**YOUR ASSIGNMENT:** Exactly as they appear, copy the lines from the start of the entries below to the line containing "Mark a dot on every instance of the smooth", both ends included.

**PROVIDED RECORDS:**

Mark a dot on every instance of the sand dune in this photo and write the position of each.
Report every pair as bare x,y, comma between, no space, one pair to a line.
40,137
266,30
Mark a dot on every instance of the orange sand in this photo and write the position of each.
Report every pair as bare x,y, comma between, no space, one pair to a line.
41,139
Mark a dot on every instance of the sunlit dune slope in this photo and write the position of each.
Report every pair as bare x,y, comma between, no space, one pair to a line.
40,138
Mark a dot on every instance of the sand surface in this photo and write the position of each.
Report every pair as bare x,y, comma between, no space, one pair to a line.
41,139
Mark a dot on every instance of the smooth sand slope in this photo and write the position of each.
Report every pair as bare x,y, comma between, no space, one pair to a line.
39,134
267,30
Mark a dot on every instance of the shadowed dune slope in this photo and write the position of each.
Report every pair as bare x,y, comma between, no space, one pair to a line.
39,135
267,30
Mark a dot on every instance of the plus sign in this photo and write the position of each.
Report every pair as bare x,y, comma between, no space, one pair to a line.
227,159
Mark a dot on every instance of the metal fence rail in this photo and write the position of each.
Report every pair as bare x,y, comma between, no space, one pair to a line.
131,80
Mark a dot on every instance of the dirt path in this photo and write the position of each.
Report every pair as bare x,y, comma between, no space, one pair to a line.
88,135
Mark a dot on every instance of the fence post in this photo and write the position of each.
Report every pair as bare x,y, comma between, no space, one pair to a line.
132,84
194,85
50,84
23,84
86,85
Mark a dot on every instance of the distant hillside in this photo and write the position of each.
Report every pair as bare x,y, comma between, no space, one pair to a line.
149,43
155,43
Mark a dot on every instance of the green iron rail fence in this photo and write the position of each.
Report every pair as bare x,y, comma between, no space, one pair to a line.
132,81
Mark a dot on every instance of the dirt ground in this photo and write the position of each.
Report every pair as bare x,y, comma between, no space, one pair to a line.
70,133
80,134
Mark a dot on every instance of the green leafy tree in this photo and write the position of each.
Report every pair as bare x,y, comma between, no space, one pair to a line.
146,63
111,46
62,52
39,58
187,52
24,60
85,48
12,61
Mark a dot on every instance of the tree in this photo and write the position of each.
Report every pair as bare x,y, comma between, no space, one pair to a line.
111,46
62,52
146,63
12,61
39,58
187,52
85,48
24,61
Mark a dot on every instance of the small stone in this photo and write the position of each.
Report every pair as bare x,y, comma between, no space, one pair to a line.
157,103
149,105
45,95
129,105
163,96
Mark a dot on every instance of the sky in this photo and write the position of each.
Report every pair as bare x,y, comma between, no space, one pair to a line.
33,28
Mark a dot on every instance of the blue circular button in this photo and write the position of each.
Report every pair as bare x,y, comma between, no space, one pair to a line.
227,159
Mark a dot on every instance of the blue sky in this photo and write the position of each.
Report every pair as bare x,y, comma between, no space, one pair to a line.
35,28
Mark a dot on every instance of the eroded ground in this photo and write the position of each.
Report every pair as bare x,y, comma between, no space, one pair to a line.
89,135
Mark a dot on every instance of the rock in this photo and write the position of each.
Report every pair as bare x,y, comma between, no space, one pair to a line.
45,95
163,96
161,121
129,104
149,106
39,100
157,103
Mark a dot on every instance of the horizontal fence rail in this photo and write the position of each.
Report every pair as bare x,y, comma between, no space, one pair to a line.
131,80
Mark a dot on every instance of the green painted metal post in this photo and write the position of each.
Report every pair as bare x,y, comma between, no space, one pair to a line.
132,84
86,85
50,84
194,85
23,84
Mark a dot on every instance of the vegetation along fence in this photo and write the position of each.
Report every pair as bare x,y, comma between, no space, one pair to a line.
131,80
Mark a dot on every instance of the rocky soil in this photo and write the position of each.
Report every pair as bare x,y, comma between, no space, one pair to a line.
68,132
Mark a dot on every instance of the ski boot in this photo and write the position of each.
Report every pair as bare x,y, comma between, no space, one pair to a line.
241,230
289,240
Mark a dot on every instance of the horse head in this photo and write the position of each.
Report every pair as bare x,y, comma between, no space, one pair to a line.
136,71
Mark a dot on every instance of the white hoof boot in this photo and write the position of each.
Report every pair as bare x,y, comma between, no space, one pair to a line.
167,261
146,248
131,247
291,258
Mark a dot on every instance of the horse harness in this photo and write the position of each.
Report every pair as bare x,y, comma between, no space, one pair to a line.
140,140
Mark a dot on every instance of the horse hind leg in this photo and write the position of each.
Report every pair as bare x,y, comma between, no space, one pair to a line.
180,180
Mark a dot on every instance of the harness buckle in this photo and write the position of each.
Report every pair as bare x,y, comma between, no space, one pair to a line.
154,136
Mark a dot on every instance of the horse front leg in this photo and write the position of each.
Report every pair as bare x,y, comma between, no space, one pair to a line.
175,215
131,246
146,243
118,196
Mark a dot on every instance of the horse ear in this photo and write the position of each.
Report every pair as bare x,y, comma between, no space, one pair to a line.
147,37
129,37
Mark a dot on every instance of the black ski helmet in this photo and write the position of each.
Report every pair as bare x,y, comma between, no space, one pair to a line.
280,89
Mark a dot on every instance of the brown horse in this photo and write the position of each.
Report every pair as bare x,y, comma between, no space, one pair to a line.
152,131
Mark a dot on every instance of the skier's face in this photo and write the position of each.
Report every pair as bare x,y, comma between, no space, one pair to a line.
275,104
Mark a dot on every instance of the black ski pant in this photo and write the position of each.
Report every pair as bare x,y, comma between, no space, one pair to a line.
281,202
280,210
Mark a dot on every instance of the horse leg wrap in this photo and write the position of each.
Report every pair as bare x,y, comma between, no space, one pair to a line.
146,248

**ANSWER:**
Mark a dot on every instance of the sand dune in this photo and write the position of each.
Report every pair as bare x,y, comma between, no space, one pair to a line.
40,137
266,30
Mark a dot on every instance of the orange sand in this photo and write the position of each.
Report every pair as bare x,y, comma between, no space, one pair to a line.
41,139
Mark a dot on every instance of the sunlit dune slope in this photo and write the position of each.
Report every pair as bare x,y, comma between, no space, one pair to a line.
40,138
Mark a dot on every instance of the sand surface in this photo and write the position of each.
Report every pair as bare x,y, comma between, no space, one pair to a line.
41,139
Mark a dot on every instance of the smooth sand slope in this photo and write the position of each.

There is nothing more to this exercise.